**Set task:**
Retype every entry exactly, character for character.

**Provided entries:**
%%

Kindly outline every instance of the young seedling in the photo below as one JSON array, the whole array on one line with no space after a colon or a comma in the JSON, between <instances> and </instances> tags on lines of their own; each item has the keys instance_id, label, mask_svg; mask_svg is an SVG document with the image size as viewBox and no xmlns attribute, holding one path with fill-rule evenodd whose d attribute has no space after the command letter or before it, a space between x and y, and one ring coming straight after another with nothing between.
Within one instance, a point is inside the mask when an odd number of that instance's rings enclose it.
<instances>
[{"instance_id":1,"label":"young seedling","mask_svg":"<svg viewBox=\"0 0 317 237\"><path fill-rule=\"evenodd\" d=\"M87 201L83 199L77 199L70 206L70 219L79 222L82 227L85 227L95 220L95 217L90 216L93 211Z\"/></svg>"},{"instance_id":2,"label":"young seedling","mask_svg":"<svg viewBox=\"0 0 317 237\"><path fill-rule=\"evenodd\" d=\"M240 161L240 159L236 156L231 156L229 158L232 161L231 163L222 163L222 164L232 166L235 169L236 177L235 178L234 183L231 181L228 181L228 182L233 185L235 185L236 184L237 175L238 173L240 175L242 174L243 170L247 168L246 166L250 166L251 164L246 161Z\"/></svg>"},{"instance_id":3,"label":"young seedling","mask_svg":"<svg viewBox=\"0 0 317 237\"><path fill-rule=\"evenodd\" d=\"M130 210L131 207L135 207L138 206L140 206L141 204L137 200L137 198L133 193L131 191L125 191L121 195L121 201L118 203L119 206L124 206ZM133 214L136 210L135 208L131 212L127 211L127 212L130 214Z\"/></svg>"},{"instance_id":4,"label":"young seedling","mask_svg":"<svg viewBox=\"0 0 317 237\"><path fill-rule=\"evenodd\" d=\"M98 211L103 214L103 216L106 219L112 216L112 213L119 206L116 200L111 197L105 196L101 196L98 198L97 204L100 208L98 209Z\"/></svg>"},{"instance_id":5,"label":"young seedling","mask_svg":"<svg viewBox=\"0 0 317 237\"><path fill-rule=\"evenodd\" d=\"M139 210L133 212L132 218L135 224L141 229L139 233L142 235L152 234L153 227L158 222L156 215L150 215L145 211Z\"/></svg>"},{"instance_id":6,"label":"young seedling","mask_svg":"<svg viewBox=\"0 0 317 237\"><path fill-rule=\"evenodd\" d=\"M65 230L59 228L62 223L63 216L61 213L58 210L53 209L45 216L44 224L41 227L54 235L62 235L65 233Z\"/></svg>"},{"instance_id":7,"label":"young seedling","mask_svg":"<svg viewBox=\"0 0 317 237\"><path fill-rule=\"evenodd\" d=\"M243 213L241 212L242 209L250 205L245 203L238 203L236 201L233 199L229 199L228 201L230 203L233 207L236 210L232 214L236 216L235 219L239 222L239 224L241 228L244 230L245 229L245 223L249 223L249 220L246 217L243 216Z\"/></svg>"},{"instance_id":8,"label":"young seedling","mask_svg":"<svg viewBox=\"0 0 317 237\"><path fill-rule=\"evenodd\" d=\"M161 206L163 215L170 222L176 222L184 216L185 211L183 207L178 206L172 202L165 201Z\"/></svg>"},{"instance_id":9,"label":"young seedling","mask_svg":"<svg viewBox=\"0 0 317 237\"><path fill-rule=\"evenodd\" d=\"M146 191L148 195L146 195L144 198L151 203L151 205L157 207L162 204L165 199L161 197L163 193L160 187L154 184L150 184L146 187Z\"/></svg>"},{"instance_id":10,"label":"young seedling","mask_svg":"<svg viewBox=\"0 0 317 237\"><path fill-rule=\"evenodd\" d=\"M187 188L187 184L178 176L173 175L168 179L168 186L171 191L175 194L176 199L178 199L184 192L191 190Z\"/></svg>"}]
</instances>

%%

**The solution:**
Kindly outline every instance of the young seedling in the photo below as one JSON array, the whole array on one line with no space after a colon or a comma in the JSON, between <instances> and </instances> tags on lines of their own; each item has the keys instance_id, label, mask_svg; mask_svg is an SVG document with the image size as viewBox and no xmlns attribute, holding one path with fill-rule evenodd whose d attribute has no space after the command letter or before it, a space between x and y, and one ring coming straight after another with nothing between.
Within one instance, a point is inside the mask when an odd number of that instance's rings enclose it.
<instances>
[{"instance_id":1,"label":"young seedling","mask_svg":"<svg viewBox=\"0 0 317 237\"><path fill-rule=\"evenodd\" d=\"M87 201L83 199L77 199L70 206L70 219L79 222L82 227L85 227L95 220L95 217L90 216L93 211Z\"/></svg>"},{"instance_id":2,"label":"young seedling","mask_svg":"<svg viewBox=\"0 0 317 237\"><path fill-rule=\"evenodd\" d=\"M240 161L240 159L236 156L231 156L229 158L232 161L231 163L222 163L222 164L232 166L235 169L236 177L235 178L234 183L231 181L228 181L228 182L233 185L235 185L236 184L237 175L238 173L240 175L242 174L243 170L247 168L246 166L250 166L251 164L246 161Z\"/></svg>"},{"instance_id":3,"label":"young seedling","mask_svg":"<svg viewBox=\"0 0 317 237\"><path fill-rule=\"evenodd\" d=\"M130 210L131 207L135 207L138 206L140 206L141 204L137 200L137 198L133 193L131 191L125 191L121 195L121 201L118 203L119 206L124 206ZM133 214L136 210L135 208L131 212L127 211L127 212L130 214Z\"/></svg>"},{"instance_id":4,"label":"young seedling","mask_svg":"<svg viewBox=\"0 0 317 237\"><path fill-rule=\"evenodd\" d=\"M98 211L103 214L103 216L106 219L112 216L112 213L119 206L116 200L111 197L105 196L101 196L98 198L97 204L100 208L98 209Z\"/></svg>"},{"instance_id":5,"label":"young seedling","mask_svg":"<svg viewBox=\"0 0 317 237\"><path fill-rule=\"evenodd\" d=\"M139 210L133 212L132 218L135 224L141 229L139 233L142 235L152 234L153 227L158 222L156 215L150 215L145 211Z\"/></svg>"},{"instance_id":6,"label":"young seedling","mask_svg":"<svg viewBox=\"0 0 317 237\"><path fill-rule=\"evenodd\" d=\"M65 230L59 228L62 223L63 216L61 213L58 210L53 209L45 216L44 224L41 227L54 235L62 235L65 233Z\"/></svg>"},{"instance_id":7,"label":"young seedling","mask_svg":"<svg viewBox=\"0 0 317 237\"><path fill-rule=\"evenodd\" d=\"M243 213L241 212L242 209L250 205L245 203L238 203L236 201L233 199L229 199L228 201L230 203L233 207L236 210L232 214L236 216L235 219L239 222L239 224L241 228L244 230L245 229L245 223L249 223L249 220L246 217L243 216Z\"/></svg>"},{"instance_id":8,"label":"young seedling","mask_svg":"<svg viewBox=\"0 0 317 237\"><path fill-rule=\"evenodd\" d=\"M161 206L163 215L170 222L176 222L184 216L185 211L183 207L178 206L172 202L165 201Z\"/></svg>"},{"instance_id":9,"label":"young seedling","mask_svg":"<svg viewBox=\"0 0 317 237\"><path fill-rule=\"evenodd\" d=\"M146 191L148 195L146 195L144 198L151 203L151 205L157 207L162 204L165 199L161 197L163 193L160 187L154 184L150 184L146 187Z\"/></svg>"},{"instance_id":10,"label":"young seedling","mask_svg":"<svg viewBox=\"0 0 317 237\"><path fill-rule=\"evenodd\" d=\"M187 188L187 184L178 176L173 175L168 179L168 186L171 191L175 194L176 199L178 199L184 192L191 190Z\"/></svg>"}]
</instances>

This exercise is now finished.